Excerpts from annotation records
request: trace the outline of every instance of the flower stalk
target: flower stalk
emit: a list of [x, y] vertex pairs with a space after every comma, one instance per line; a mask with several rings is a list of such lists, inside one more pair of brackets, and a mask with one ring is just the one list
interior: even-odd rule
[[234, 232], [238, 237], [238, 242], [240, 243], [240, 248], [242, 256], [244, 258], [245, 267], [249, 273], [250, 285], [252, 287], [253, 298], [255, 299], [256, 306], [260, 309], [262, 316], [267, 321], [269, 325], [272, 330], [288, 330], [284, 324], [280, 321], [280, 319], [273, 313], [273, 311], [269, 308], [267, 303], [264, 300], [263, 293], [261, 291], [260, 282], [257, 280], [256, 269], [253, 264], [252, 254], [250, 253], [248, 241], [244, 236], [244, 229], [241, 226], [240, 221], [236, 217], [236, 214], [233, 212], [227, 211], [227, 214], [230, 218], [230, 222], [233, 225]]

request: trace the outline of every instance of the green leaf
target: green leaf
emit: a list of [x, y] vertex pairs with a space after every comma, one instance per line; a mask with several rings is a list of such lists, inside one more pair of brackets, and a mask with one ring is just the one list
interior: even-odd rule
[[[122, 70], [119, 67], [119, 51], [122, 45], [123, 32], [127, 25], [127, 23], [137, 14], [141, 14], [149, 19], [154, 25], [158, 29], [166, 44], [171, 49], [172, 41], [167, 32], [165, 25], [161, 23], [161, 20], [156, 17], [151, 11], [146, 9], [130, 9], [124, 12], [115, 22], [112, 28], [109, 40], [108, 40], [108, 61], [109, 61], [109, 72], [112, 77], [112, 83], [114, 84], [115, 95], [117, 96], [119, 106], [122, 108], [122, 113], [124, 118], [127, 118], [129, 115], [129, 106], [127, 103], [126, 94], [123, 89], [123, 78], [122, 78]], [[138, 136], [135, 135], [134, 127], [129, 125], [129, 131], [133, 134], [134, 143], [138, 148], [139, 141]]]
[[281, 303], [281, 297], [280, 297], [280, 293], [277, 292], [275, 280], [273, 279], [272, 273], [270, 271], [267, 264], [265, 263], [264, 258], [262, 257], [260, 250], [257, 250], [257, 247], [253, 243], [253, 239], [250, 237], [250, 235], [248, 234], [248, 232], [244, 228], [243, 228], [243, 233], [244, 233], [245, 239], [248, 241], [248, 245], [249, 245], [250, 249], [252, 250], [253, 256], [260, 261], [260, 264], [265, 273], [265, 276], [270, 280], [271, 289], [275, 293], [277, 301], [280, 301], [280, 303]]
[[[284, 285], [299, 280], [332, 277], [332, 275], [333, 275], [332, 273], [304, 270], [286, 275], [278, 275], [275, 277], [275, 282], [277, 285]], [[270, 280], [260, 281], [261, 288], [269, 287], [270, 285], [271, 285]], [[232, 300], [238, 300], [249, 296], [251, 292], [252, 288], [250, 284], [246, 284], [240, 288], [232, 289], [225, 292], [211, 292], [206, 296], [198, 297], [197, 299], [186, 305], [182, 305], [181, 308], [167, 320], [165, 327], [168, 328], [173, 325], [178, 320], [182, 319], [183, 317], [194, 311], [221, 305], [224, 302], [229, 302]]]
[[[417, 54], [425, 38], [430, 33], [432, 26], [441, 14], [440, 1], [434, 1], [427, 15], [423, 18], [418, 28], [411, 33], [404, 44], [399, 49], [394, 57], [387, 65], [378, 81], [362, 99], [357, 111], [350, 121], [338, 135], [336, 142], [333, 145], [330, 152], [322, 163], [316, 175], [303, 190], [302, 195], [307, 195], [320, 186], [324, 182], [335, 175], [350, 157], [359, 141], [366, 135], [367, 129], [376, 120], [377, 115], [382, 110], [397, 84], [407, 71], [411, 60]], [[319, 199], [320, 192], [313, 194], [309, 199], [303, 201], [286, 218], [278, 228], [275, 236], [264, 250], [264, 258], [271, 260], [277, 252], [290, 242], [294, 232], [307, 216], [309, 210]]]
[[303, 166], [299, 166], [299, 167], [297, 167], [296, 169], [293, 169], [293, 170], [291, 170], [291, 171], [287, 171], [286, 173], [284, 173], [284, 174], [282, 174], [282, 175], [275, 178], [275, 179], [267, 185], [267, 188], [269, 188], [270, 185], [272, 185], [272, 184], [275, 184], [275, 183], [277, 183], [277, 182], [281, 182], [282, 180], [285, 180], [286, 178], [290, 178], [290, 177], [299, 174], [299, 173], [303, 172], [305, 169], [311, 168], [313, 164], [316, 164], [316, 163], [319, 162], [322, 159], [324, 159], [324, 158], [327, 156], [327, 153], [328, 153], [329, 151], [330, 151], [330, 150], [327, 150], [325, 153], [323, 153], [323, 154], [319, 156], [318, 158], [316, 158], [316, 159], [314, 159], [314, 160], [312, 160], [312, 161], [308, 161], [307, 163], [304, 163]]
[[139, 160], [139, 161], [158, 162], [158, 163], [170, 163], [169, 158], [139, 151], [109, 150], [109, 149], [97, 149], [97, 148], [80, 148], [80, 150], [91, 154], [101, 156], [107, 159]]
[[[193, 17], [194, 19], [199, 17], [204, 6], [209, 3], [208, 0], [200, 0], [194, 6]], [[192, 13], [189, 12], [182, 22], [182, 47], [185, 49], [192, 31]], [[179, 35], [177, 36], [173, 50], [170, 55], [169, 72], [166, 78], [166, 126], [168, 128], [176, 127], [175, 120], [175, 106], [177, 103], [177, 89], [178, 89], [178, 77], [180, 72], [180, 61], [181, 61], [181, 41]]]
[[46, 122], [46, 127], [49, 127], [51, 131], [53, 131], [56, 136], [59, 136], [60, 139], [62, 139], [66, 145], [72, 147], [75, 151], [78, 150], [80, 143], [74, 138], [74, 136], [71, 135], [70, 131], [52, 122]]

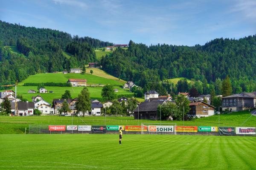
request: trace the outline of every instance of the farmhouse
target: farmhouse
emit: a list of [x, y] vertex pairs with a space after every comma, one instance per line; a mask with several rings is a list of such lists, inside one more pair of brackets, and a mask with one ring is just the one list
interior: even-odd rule
[[[19, 116], [32, 116], [34, 114], [35, 105], [33, 102], [17, 102], [18, 114]], [[15, 103], [11, 102], [11, 111], [14, 114], [15, 111]]]
[[28, 91], [28, 93], [35, 93], [36, 92], [36, 91], [34, 90], [29, 90]]
[[215, 108], [204, 102], [189, 103], [190, 110], [188, 113], [194, 117], [208, 117], [214, 115]]
[[106, 47], [106, 51], [113, 51], [113, 46], [109, 46], [108, 47]]
[[37, 95], [36, 96], [32, 96], [32, 102], [37, 102], [39, 100], [44, 100], [43, 97], [40, 95]]
[[86, 86], [87, 80], [86, 79], [69, 79], [67, 81], [72, 85], [72, 87]]
[[90, 68], [95, 68], [98, 66], [98, 63], [97, 62], [89, 62], [89, 67]]
[[48, 91], [44, 88], [41, 88], [39, 89], [39, 93], [48, 93]]
[[158, 93], [156, 91], [148, 91], [144, 94], [144, 99], [148, 100], [149, 98], [158, 98]]
[[108, 101], [108, 102], [105, 102], [104, 103], [103, 103], [103, 108], [106, 108], [107, 107], [109, 108], [113, 104], [113, 102], [112, 102], [111, 101]]
[[222, 110], [237, 111], [256, 108], [256, 91], [243, 92], [222, 98]]
[[41, 112], [42, 115], [47, 115], [54, 114], [54, 109], [51, 108], [51, 105], [42, 103], [39, 105], [37, 105], [35, 108], [38, 109]]
[[81, 73], [81, 72], [80, 68], [70, 68], [70, 73]]
[[157, 120], [157, 107], [162, 105], [164, 101], [152, 100], [141, 103], [134, 110], [134, 119]]

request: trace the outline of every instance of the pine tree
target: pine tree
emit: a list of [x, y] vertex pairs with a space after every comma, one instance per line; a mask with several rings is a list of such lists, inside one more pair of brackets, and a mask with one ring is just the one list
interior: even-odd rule
[[226, 97], [232, 94], [232, 86], [228, 76], [227, 76], [222, 82], [222, 96]]

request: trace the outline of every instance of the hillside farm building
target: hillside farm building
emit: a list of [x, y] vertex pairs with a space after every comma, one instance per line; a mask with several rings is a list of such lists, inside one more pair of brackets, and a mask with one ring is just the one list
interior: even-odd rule
[[72, 87], [86, 86], [87, 80], [86, 79], [69, 79], [67, 81], [72, 85]]

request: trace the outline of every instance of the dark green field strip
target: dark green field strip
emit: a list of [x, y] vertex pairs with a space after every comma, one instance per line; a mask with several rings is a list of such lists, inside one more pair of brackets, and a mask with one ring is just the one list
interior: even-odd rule
[[255, 137], [124, 135], [120, 145], [117, 135], [0, 135], [0, 142], [1, 169], [256, 168]]

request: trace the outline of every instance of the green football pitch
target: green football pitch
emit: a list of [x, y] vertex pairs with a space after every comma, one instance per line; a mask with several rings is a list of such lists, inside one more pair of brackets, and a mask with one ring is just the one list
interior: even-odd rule
[[1, 170], [256, 169], [256, 138], [0, 135]]

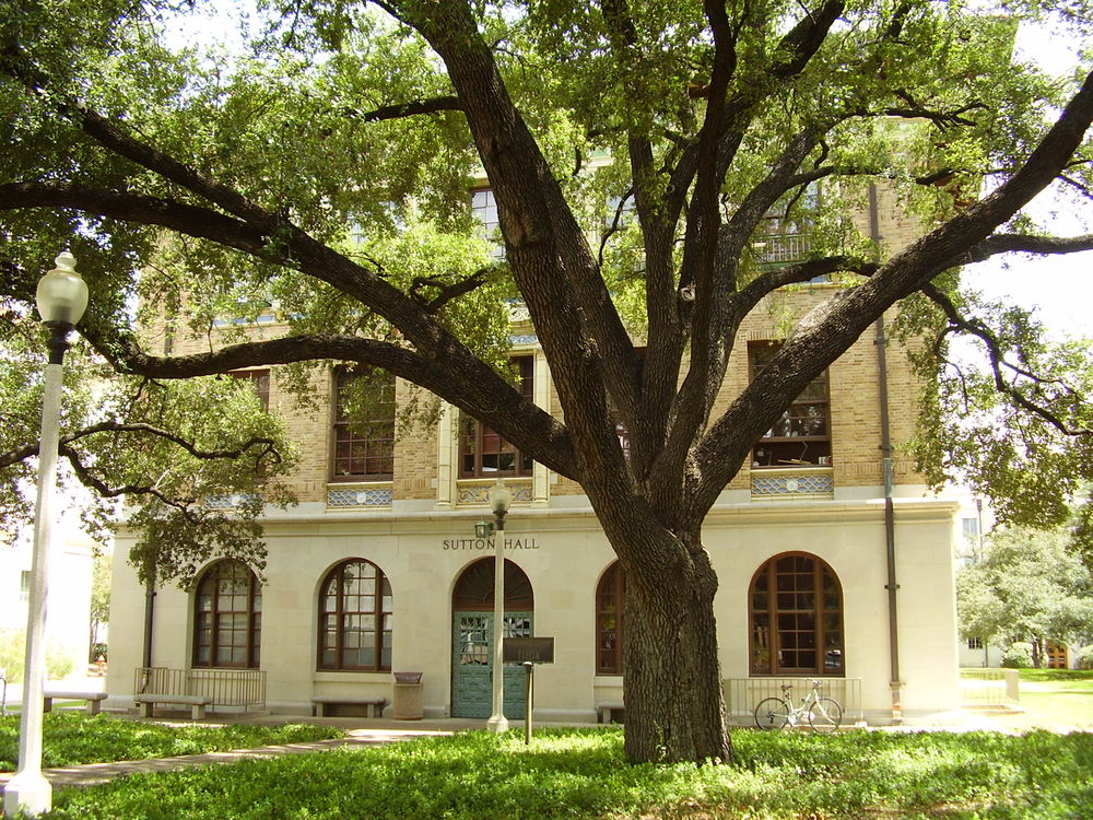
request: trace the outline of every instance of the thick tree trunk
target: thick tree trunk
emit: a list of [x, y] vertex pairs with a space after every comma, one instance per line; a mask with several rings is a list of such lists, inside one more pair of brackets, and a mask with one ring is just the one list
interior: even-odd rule
[[717, 579], [705, 552], [626, 576], [626, 758], [731, 762], [714, 620]]

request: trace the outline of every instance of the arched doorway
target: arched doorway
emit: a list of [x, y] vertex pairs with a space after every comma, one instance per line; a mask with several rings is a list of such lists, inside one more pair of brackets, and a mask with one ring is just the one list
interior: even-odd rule
[[[493, 707], [494, 559], [460, 574], [451, 595], [451, 716], [489, 717]], [[530, 637], [534, 597], [519, 566], [505, 561], [505, 637]], [[524, 717], [524, 669], [505, 668], [505, 717]]]

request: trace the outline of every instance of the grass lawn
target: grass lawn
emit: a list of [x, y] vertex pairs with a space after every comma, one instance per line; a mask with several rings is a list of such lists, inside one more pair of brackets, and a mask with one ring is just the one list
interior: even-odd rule
[[[165, 726], [106, 714], [87, 717], [63, 712], [50, 712], [44, 718], [42, 765], [47, 769], [322, 740], [343, 734], [330, 726], [307, 724]], [[19, 715], [0, 717], [0, 771], [14, 771], [17, 759]]]
[[455, 737], [134, 775], [54, 795], [87, 820], [1088, 818], [1093, 735], [733, 734], [732, 766], [625, 764], [615, 728]]
[[1020, 669], [1021, 713], [994, 718], [999, 728], [1093, 731], [1093, 670]]

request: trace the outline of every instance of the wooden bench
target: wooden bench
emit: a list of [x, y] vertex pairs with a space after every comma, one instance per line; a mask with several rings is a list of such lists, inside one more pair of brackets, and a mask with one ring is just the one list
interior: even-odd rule
[[51, 712], [54, 701], [86, 701], [87, 714], [97, 715], [106, 698], [106, 692], [62, 692], [59, 689], [47, 689], [42, 693], [42, 711]]
[[346, 698], [343, 695], [330, 695], [324, 698], [313, 698], [312, 703], [315, 705], [316, 717], [328, 717], [326, 714], [326, 707], [342, 703], [351, 706], [365, 706], [367, 708], [368, 717], [383, 717], [384, 707], [387, 706], [387, 699], [378, 695], [374, 698]]
[[596, 704], [596, 719], [599, 723], [612, 723], [615, 712], [626, 712], [622, 701], [603, 701]]
[[152, 708], [157, 703], [177, 703], [190, 707], [190, 717], [195, 721], [204, 718], [205, 706], [212, 703], [207, 694], [160, 694], [139, 692], [133, 695], [133, 703], [140, 708], [141, 717], [151, 717]]

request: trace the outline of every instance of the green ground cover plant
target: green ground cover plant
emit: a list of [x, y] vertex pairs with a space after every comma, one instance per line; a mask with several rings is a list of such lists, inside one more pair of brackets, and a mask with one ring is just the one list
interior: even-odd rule
[[1057, 681], [1084, 681], [1093, 692], [1093, 669], [1020, 669], [1022, 682], [1054, 683]]
[[[50, 713], [44, 716], [43, 766], [105, 763], [115, 760], [173, 758], [228, 749], [295, 743], [341, 737], [331, 726], [283, 724], [163, 725], [110, 715]], [[19, 715], [0, 717], [0, 771], [14, 771], [19, 757]]]
[[737, 765], [627, 765], [619, 729], [465, 733], [137, 775], [60, 818], [1082, 818], [1093, 735], [733, 734]]

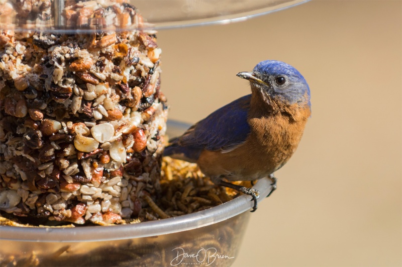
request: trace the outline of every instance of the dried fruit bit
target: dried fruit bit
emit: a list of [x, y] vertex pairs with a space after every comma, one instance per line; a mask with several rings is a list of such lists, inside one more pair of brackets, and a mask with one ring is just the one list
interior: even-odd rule
[[133, 149], [135, 152], [141, 152], [145, 149], [147, 146], [147, 137], [142, 129], [137, 130], [133, 134], [134, 137], [134, 144]]
[[83, 203], [79, 203], [71, 208], [71, 219], [76, 220], [82, 217], [86, 211], [86, 205]]
[[40, 130], [42, 131], [44, 135], [52, 135], [53, 134], [57, 133], [61, 129], [61, 123], [60, 122], [50, 119], [45, 119], [42, 120]]
[[107, 223], [114, 223], [118, 220], [121, 220], [122, 217], [118, 214], [109, 212], [102, 214], [102, 218]]
[[24, 76], [20, 76], [14, 80], [14, 86], [18, 91], [24, 91], [28, 87], [28, 84]]
[[95, 125], [91, 128], [92, 136], [100, 143], [110, 141], [115, 134], [115, 128], [109, 123]]
[[81, 183], [78, 182], [73, 182], [68, 183], [64, 182], [60, 184], [60, 190], [61, 192], [75, 192], [81, 187]]
[[113, 110], [108, 110], [108, 120], [115, 121], [123, 118], [123, 112], [119, 109], [115, 109]]
[[96, 46], [100, 48], [108, 47], [117, 42], [117, 37], [116, 34], [106, 35], [102, 37], [96, 44]]
[[99, 142], [91, 137], [77, 134], [74, 138], [74, 146], [77, 150], [83, 152], [93, 151], [99, 146]]
[[40, 121], [43, 119], [43, 113], [38, 109], [29, 109], [29, 116], [34, 121]]
[[121, 141], [115, 141], [112, 143], [112, 146], [109, 150], [109, 153], [112, 158], [118, 162], [126, 162], [127, 154], [126, 149], [124, 148], [124, 146]]
[[90, 58], [79, 59], [70, 64], [70, 70], [73, 72], [79, 72], [89, 70], [93, 65], [93, 61]]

Problem details:
Reproduce the material verbatim, from its first line down through the line that contains "222], [233, 225]]", including both ends.

Solution to this task:
request: trace the outline of every instance of the flower stalk
target: flower stalk
emit: a list of [x, y] vertex pairs with a space after every comma, one instance per line; a mask with several rings is a list of such lists, inside one more pair of brackets, and a mask with one ring is just the one list
interior: even-odd rule
[[234, 232], [238, 237], [238, 242], [240, 243], [240, 248], [242, 256], [244, 258], [245, 267], [249, 273], [250, 285], [252, 287], [253, 298], [255, 299], [256, 306], [260, 309], [262, 316], [267, 321], [269, 325], [272, 330], [288, 330], [284, 324], [280, 321], [280, 319], [273, 313], [273, 311], [269, 308], [267, 303], [264, 300], [263, 293], [261, 291], [260, 282], [257, 280], [256, 269], [253, 264], [252, 254], [250, 253], [248, 241], [244, 236], [244, 229], [241, 226], [240, 221], [236, 217], [236, 214], [233, 212], [227, 211], [227, 214], [230, 218], [230, 222], [233, 225]]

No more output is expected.